(Records from a dataset)
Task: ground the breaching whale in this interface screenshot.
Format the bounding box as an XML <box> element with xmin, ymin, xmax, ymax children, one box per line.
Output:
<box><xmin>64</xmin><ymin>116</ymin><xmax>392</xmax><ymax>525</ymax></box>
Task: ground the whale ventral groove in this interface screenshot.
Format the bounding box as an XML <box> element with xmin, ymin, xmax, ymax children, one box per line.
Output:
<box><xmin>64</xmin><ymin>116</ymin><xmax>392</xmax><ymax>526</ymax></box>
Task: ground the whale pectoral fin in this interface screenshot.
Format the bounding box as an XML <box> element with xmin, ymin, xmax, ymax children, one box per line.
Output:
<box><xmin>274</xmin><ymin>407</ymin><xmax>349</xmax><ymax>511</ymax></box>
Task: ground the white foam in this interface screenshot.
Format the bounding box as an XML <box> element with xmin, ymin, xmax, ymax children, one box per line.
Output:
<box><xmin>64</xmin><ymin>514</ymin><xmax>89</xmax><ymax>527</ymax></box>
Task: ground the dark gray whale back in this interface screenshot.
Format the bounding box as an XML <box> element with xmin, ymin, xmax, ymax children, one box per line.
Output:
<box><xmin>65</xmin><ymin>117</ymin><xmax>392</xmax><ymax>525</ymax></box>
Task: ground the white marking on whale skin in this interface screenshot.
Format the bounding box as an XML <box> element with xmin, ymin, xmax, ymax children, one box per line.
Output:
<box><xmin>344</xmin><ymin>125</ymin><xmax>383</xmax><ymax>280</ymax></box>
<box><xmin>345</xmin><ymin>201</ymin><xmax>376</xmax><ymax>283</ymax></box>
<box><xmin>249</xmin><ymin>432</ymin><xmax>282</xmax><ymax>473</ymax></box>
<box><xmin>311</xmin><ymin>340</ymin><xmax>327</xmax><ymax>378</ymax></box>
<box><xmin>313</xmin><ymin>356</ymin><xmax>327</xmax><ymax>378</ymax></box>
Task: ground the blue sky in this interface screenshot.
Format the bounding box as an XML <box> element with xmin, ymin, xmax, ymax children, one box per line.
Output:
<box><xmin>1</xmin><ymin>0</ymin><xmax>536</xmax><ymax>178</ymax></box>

==

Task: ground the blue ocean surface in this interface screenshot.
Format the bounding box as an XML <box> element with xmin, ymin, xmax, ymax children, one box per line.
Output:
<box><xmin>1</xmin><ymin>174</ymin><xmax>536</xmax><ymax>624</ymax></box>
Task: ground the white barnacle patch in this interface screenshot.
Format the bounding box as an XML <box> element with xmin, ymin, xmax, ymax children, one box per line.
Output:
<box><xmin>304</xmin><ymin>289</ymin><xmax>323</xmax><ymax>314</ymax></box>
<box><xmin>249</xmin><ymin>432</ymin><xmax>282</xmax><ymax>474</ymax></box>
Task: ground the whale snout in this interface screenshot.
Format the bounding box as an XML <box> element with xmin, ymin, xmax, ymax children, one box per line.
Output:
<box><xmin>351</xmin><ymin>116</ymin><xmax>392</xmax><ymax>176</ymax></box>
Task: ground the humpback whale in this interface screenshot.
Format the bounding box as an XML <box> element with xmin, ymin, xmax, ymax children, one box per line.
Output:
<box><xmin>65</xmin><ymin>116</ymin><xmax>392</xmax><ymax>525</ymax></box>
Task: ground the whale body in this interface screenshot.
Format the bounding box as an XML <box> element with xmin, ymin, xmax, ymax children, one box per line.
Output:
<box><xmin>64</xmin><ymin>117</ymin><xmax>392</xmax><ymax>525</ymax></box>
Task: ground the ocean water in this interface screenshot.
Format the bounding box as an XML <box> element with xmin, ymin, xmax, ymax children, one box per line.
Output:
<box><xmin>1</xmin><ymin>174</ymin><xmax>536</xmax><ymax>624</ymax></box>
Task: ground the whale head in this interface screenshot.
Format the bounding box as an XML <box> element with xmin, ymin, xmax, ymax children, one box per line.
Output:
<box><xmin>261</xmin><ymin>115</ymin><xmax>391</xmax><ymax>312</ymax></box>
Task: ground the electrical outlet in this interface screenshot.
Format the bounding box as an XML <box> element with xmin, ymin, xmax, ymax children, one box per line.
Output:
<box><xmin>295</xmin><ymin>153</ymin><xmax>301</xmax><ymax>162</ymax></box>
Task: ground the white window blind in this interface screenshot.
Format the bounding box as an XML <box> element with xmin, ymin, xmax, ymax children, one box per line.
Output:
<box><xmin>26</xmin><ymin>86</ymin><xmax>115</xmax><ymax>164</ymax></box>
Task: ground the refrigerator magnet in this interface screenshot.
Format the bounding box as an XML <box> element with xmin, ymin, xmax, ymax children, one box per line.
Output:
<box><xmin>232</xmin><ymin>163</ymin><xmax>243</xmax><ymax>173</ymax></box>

---

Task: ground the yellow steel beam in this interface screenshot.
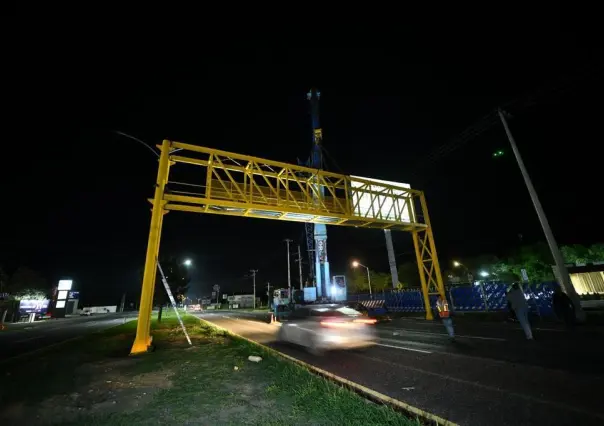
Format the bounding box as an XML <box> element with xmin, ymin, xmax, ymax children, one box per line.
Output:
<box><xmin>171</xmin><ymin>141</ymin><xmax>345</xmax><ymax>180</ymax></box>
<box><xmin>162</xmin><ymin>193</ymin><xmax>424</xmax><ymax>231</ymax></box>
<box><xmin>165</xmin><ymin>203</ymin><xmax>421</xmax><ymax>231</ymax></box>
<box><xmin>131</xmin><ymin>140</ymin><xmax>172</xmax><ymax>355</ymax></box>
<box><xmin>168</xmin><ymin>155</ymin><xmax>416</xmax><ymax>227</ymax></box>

### EXERCISE DETAILS:
All lines in the data above from the one with "Task: ground the breaching" through the one with "Task: ground the white foam" must be repeated exactly, and no others.

### TASK ANSWER:
Task: ground the breaching whale in this interface screenshot.
Format the bounding box as an XML <box> element with xmin, ymin, xmax, ymax children, one box per line.
Output:
<box><xmin>64</xmin><ymin>116</ymin><xmax>392</xmax><ymax>525</ymax></box>
Task: ground the whale ventral groove in this interface screenshot.
Format the bounding box as an XML <box> element with xmin, ymin, xmax, ymax children, one box per line.
Output:
<box><xmin>64</xmin><ymin>116</ymin><xmax>392</xmax><ymax>526</ymax></box>
Task: ground the whale pectoral fin in this interface screenshot.
Format the bounding box as an XML <box> element with xmin, ymin, xmax, ymax children, one box per line.
Output:
<box><xmin>274</xmin><ymin>407</ymin><xmax>349</xmax><ymax>511</ymax></box>
Task: ground the white foam in this interface screenshot.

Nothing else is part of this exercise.